(Written instruction)
Write out the material exactly, with the pictures left out.

(Records)
-- -- --
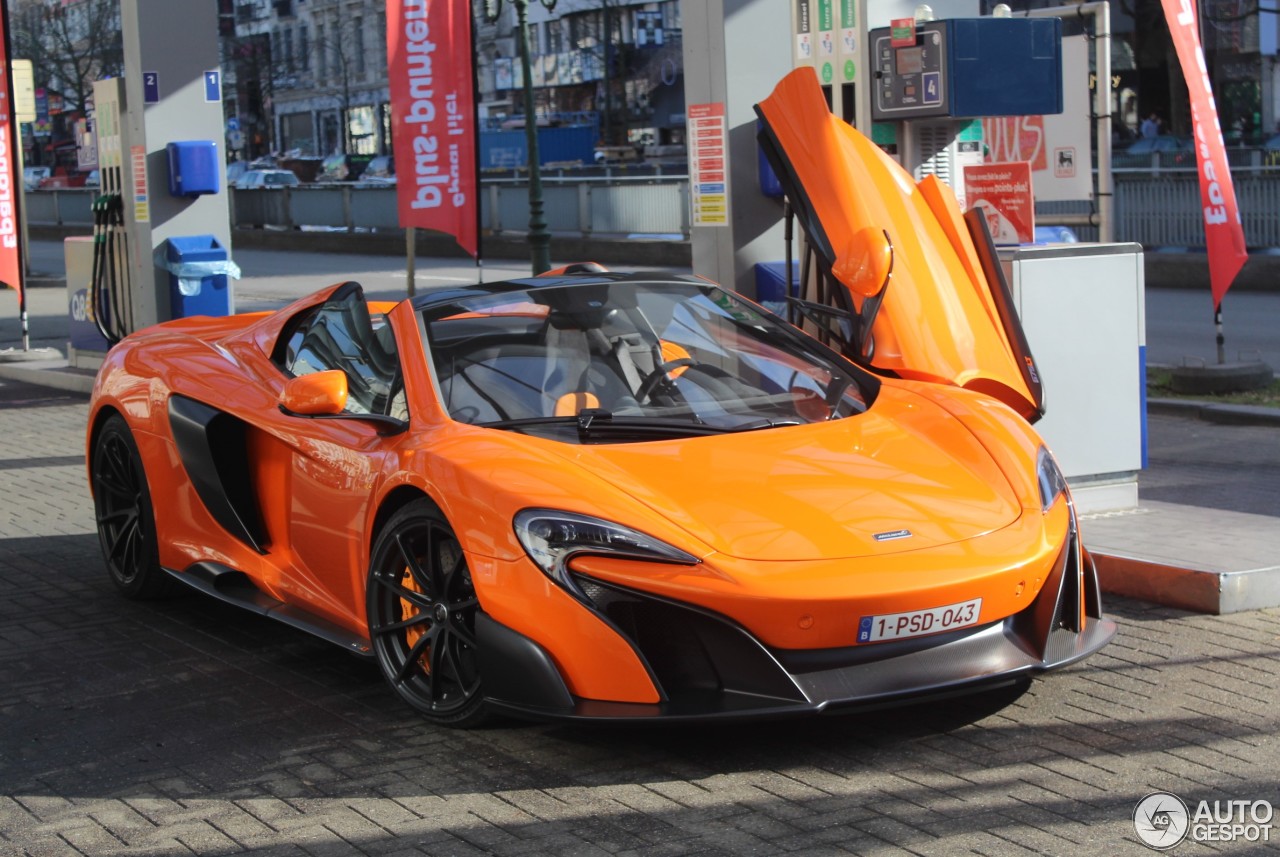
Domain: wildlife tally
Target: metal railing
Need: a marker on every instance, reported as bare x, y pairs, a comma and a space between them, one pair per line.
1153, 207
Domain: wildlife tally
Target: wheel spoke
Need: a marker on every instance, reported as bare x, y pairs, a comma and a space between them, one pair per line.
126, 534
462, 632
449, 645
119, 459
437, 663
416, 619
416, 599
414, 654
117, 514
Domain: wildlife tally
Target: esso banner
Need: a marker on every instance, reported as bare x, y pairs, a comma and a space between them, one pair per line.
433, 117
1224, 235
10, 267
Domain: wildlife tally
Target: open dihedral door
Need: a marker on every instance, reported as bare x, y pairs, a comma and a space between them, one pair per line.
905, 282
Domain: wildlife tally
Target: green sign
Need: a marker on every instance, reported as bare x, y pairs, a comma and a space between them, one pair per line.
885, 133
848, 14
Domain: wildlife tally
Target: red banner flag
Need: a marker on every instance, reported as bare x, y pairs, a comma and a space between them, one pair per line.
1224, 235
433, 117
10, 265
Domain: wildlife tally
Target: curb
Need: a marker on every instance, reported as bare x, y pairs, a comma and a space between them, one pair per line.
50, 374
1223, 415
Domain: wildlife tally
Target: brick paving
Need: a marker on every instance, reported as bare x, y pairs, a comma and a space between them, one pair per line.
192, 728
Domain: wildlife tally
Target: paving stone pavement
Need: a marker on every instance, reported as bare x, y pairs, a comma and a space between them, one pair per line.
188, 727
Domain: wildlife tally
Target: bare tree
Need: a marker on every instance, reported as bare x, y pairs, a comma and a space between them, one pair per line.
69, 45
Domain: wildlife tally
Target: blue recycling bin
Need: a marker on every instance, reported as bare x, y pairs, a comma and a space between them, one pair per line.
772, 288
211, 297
-- -- --
(Written solution)
Domain: wildlife tally
Target: metal railing
Need: a marker on every instance, reported as bare x, y pairs, a comma and a space between them, one pair per line.
1153, 207
Domain: wildlife tally
Target: wheel spoke
Need: a marker on every instance, reported as bare x, y pairs, a comma and a space between them, one pair per line.
126, 534
462, 632
449, 645
119, 459
437, 663
416, 619
416, 599
414, 654
117, 514
Domain: wildlife tally
Target: esso banner
Need: a marker on every instance, reported as bare x, y pairs, a comma and a space between them, one pair per line.
433, 117
1224, 235
10, 267
Domain: wildlife tally
Target: open dihedral door
Need: a marker on every instance, reported as bare x, y pairs, a comma and a space between them, one pair per line.
905, 282
Domain: wildlife tally
Target: green sign
Need: a marker on every instance, reported as bare x, y pairs, a comma and a space between them, one pair per line.
885, 133
848, 14
Domain: wildlife tally
Target: red banner flag
Need: a marker on every instance, reported as bare x, y pairs, a comma and a space between them, one pair per line.
1224, 235
433, 117
10, 265
Domain: wildlife tally
Target: curb
Need: a marker on every instance, reported as bare x, y pairs, a comma and a space between them, one pair per line.
50, 374
1223, 415
Domain: wildlife tally
Target: brick paving
Need: a marker on every instance, reported as bare x, y pairs, a comma and a space between them, one pair per line.
192, 728
Domain: wildlife tally
Target: paving stone pavement
Need: a marker on every instance, reported as bare x, y pairs, a comma and a space between them, one pair per line.
188, 727
Domain: wildlife tally
Target: bare tree
Need: a marker on every instance, reported as bare x, y pairs, a comma and a space between them, one pair per line.
69, 45
Domain: wildlife tally
Target: blue recycling bin
Need: a marker on every instance, reported as bare x, y pairs, a comma and a space between them, one pair per line.
772, 288
211, 297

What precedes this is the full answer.